_What the task requires_
What is needed is the run of lines from the one with "Could you please indicate the small" through the close of the data, set down exactly.
-- Record excerpts follows --
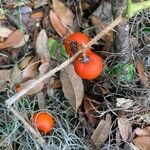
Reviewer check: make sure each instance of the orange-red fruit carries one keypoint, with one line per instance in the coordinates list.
(90, 69)
(74, 42)
(43, 121)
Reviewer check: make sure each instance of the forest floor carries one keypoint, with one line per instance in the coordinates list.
(108, 112)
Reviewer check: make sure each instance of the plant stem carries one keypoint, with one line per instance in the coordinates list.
(133, 8)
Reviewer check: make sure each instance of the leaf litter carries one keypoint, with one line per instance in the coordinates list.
(120, 109)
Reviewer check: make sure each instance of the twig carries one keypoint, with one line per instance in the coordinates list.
(11, 100)
(38, 137)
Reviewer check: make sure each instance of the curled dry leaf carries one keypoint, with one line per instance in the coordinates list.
(23, 41)
(16, 76)
(64, 13)
(14, 38)
(89, 110)
(24, 62)
(31, 70)
(142, 142)
(124, 127)
(57, 24)
(143, 132)
(124, 103)
(56, 84)
(72, 86)
(34, 90)
(41, 46)
(5, 32)
(142, 73)
(37, 15)
(102, 131)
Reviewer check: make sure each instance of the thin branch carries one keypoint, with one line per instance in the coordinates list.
(11, 100)
(37, 136)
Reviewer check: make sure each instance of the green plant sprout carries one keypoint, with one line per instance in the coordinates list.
(133, 8)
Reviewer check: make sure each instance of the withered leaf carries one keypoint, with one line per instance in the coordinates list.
(24, 62)
(23, 41)
(72, 86)
(41, 46)
(5, 32)
(16, 76)
(64, 13)
(89, 111)
(142, 142)
(31, 70)
(12, 40)
(124, 127)
(142, 73)
(34, 90)
(143, 132)
(57, 24)
(102, 131)
(5, 75)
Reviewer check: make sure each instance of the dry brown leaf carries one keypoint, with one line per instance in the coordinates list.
(16, 76)
(44, 67)
(124, 127)
(12, 40)
(31, 70)
(5, 32)
(34, 90)
(41, 46)
(36, 15)
(141, 73)
(5, 75)
(57, 24)
(64, 13)
(23, 41)
(89, 111)
(24, 62)
(102, 131)
(72, 86)
(143, 132)
(142, 142)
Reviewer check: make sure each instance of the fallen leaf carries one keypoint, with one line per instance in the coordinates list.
(124, 127)
(57, 24)
(5, 75)
(43, 68)
(143, 132)
(24, 62)
(72, 86)
(14, 38)
(56, 84)
(146, 117)
(142, 142)
(64, 13)
(124, 103)
(34, 90)
(41, 46)
(89, 110)
(16, 76)
(5, 32)
(102, 131)
(31, 70)
(141, 73)
(36, 15)
(22, 42)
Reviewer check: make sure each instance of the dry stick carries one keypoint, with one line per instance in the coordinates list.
(11, 100)
(29, 127)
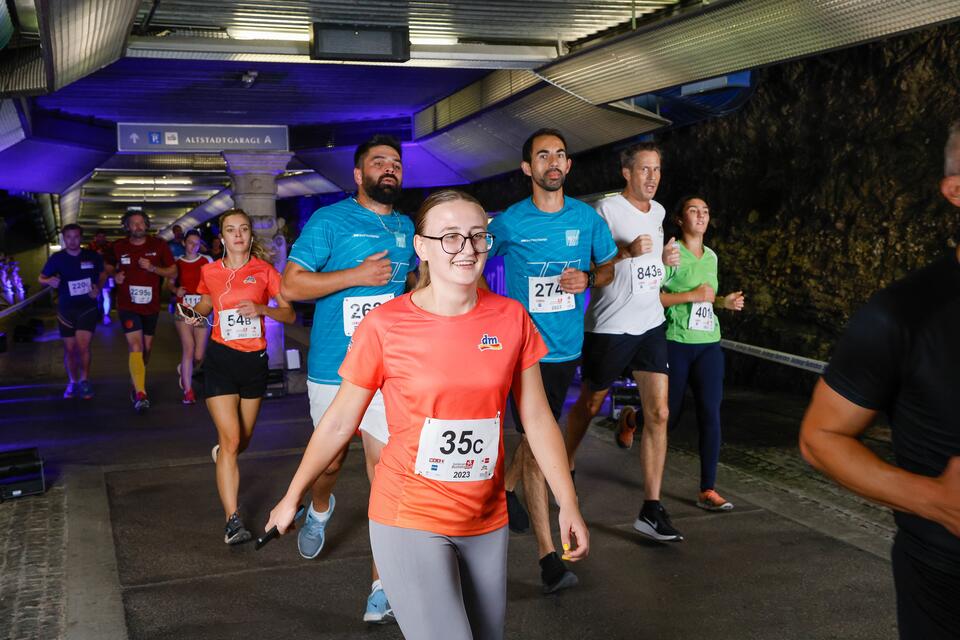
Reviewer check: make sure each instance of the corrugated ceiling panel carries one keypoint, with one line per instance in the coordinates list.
(490, 143)
(22, 73)
(484, 93)
(84, 36)
(542, 20)
(735, 36)
(11, 131)
(166, 162)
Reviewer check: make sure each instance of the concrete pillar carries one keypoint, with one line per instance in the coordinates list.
(254, 183)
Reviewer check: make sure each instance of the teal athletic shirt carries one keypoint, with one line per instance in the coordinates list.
(537, 245)
(690, 274)
(339, 237)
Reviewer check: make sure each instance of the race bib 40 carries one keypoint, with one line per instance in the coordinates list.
(458, 450)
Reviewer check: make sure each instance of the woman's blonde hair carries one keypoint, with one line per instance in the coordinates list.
(420, 222)
(257, 249)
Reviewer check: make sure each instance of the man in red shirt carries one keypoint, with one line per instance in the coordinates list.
(140, 262)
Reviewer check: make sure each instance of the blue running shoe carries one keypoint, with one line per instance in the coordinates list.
(85, 390)
(378, 609)
(310, 539)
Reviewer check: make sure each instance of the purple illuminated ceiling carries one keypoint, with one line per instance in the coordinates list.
(154, 90)
(420, 168)
(46, 166)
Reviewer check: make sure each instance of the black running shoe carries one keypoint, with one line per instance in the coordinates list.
(235, 532)
(519, 520)
(654, 522)
(555, 575)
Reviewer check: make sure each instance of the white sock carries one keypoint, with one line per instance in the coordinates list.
(324, 516)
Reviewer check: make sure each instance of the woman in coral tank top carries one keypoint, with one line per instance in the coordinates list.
(445, 357)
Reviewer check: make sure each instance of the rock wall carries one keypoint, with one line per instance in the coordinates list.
(823, 188)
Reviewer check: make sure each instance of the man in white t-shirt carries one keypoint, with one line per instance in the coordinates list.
(625, 329)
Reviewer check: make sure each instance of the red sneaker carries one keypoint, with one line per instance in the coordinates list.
(626, 426)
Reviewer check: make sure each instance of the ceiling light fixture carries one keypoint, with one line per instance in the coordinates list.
(261, 34)
(436, 40)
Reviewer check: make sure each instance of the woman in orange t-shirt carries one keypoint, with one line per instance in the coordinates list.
(445, 356)
(193, 339)
(238, 289)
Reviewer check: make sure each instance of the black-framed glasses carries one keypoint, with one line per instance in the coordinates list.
(453, 243)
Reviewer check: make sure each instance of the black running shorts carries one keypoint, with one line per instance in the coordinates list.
(557, 377)
(71, 320)
(228, 372)
(926, 595)
(607, 357)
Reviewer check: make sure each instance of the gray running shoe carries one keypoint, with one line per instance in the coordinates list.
(140, 402)
(311, 537)
(235, 532)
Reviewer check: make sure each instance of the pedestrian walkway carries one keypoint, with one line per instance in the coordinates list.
(127, 543)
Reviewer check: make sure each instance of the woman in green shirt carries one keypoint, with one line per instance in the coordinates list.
(689, 298)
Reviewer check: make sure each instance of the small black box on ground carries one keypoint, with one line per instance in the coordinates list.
(21, 473)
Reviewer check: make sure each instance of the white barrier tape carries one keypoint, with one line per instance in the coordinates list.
(809, 364)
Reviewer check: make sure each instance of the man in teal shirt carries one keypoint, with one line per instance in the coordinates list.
(548, 242)
(351, 257)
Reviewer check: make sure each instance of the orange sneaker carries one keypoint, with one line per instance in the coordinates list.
(713, 501)
(624, 437)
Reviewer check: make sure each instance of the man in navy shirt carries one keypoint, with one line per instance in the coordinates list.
(77, 274)
(898, 356)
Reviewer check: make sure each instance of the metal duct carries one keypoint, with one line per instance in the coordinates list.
(490, 143)
(11, 129)
(70, 202)
(47, 222)
(732, 36)
(304, 184)
(77, 37)
(6, 25)
(483, 93)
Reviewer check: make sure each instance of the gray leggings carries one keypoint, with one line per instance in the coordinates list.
(454, 588)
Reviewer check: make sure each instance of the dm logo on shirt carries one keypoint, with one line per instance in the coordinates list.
(489, 343)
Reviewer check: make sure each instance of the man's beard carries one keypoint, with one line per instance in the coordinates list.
(549, 185)
(382, 193)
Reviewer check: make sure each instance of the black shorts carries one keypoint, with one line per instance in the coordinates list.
(132, 321)
(228, 372)
(926, 596)
(607, 357)
(71, 320)
(557, 377)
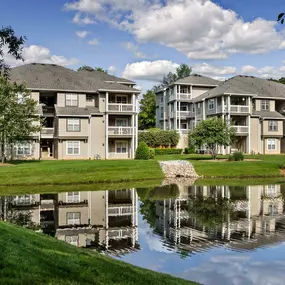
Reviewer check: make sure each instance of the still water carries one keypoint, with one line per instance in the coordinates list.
(209, 234)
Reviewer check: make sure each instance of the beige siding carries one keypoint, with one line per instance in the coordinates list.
(266, 132)
(254, 135)
(62, 128)
(35, 96)
(62, 150)
(196, 91)
(98, 133)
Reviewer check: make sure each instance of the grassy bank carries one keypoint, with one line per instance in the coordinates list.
(28, 258)
(78, 172)
(264, 166)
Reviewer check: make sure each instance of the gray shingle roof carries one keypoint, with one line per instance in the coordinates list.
(75, 111)
(53, 77)
(199, 80)
(105, 77)
(246, 85)
(268, 114)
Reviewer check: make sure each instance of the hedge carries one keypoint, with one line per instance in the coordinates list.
(167, 151)
(156, 138)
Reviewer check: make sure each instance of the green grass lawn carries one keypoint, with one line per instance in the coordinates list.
(268, 166)
(83, 171)
(28, 258)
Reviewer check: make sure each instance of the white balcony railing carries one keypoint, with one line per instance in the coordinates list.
(121, 131)
(120, 211)
(239, 109)
(124, 108)
(241, 129)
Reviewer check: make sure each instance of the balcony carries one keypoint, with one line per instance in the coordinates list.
(121, 131)
(120, 211)
(241, 130)
(47, 133)
(121, 108)
(239, 109)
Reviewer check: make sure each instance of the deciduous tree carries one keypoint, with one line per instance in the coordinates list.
(212, 133)
(147, 111)
(18, 119)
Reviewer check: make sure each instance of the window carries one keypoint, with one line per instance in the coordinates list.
(273, 126)
(23, 200)
(121, 122)
(24, 149)
(72, 240)
(264, 105)
(121, 99)
(89, 98)
(73, 197)
(73, 147)
(271, 144)
(73, 125)
(211, 103)
(73, 218)
(71, 100)
(121, 147)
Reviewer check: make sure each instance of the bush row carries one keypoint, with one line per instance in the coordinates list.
(156, 137)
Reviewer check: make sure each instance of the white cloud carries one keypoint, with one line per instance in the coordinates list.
(134, 49)
(200, 29)
(82, 34)
(93, 42)
(149, 70)
(34, 53)
(82, 20)
(112, 69)
(213, 71)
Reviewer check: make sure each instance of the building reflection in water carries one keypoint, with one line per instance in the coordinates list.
(104, 219)
(243, 218)
(197, 218)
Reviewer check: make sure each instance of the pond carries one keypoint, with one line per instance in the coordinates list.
(209, 234)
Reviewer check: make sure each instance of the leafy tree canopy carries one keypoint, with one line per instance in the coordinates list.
(147, 111)
(212, 133)
(17, 115)
(89, 68)
(14, 46)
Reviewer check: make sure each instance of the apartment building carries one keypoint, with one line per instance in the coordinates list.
(254, 106)
(99, 219)
(87, 114)
(257, 218)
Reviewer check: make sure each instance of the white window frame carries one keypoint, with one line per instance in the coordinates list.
(89, 98)
(121, 96)
(73, 240)
(73, 221)
(71, 99)
(273, 126)
(271, 144)
(25, 147)
(122, 120)
(72, 147)
(265, 105)
(73, 197)
(211, 104)
(73, 125)
(121, 142)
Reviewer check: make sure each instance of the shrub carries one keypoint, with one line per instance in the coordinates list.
(142, 151)
(157, 137)
(236, 156)
(151, 153)
(167, 151)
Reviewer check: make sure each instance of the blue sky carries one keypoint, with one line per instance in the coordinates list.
(144, 39)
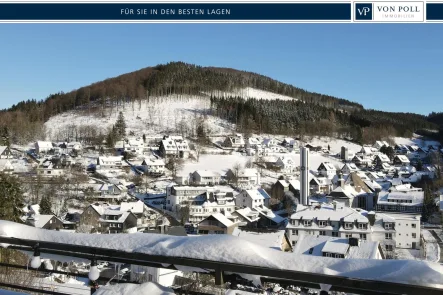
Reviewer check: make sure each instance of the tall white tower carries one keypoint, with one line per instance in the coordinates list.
(304, 173)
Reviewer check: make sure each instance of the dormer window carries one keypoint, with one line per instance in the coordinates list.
(389, 226)
(307, 222)
(348, 225)
(362, 226)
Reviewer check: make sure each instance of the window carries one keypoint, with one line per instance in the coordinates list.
(362, 226)
(348, 225)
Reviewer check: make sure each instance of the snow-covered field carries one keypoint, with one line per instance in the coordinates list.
(216, 163)
(432, 247)
(250, 92)
(416, 140)
(230, 249)
(150, 288)
(157, 115)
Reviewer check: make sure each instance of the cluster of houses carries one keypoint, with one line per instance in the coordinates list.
(365, 207)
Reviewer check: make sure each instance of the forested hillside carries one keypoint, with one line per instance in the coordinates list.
(24, 121)
(300, 118)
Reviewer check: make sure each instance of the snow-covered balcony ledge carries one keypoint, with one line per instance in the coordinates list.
(232, 254)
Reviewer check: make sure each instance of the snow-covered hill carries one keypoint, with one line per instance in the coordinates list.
(158, 115)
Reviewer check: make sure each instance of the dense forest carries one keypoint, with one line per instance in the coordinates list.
(24, 121)
(298, 118)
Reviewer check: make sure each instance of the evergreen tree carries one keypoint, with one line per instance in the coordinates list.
(11, 198)
(46, 205)
(120, 126)
(419, 165)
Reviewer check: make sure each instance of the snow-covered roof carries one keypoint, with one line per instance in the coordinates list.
(365, 250)
(248, 172)
(254, 194)
(416, 197)
(326, 166)
(223, 219)
(207, 173)
(134, 207)
(326, 212)
(336, 246)
(229, 249)
(2, 149)
(42, 220)
(44, 144)
(383, 157)
(402, 158)
(271, 240)
(266, 212)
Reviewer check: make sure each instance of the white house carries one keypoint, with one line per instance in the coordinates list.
(74, 146)
(402, 199)
(401, 160)
(205, 177)
(5, 153)
(43, 146)
(327, 170)
(153, 165)
(348, 168)
(110, 162)
(6, 166)
(393, 230)
(213, 202)
(379, 144)
(245, 177)
(286, 164)
(135, 146)
(235, 141)
(349, 248)
(249, 198)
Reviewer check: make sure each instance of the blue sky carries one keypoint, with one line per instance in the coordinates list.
(392, 67)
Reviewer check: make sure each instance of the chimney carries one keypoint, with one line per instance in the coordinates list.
(371, 218)
(304, 175)
(353, 242)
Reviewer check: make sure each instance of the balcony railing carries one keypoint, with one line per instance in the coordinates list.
(217, 268)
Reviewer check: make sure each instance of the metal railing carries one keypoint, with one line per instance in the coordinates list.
(217, 268)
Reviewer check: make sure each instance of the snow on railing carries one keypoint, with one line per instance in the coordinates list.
(232, 251)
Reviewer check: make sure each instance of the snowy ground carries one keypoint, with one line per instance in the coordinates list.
(216, 163)
(157, 115)
(416, 140)
(432, 247)
(230, 249)
(126, 289)
(408, 254)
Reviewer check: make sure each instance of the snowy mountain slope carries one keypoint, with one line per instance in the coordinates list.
(156, 115)
(250, 92)
(230, 249)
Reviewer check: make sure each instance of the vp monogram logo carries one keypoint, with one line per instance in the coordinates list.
(363, 11)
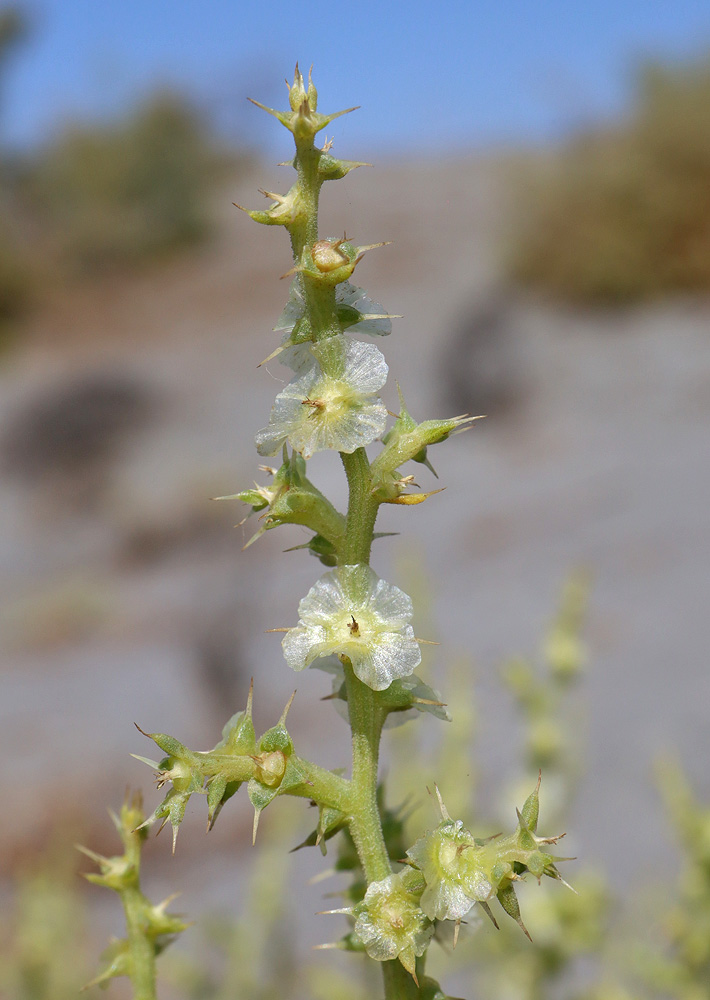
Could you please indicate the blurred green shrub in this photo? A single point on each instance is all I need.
(117, 195)
(623, 214)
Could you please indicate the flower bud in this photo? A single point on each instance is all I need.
(390, 923)
(332, 169)
(409, 440)
(297, 92)
(287, 209)
(270, 768)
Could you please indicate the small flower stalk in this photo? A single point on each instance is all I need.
(352, 624)
(150, 928)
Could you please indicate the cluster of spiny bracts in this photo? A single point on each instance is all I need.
(442, 877)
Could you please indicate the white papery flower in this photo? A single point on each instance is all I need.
(331, 404)
(350, 611)
(390, 924)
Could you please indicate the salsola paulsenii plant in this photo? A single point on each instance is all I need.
-- Record excerpts concluded --
_Output of the task_
Could you please indicate the small flower stalk in this photo? A single point on each instance is all I need.
(352, 624)
(150, 928)
Could you please indicate the cluster of spiny bracts in this photo? A single point on each instance is all I need.
(442, 877)
Could you please indicate the white papery flower in this photo? A single point on each instance is all I need.
(331, 404)
(350, 611)
(390, 924)
Could you please indicate the salsola paulsenii plant in this photo? A single point on each instance is all I need.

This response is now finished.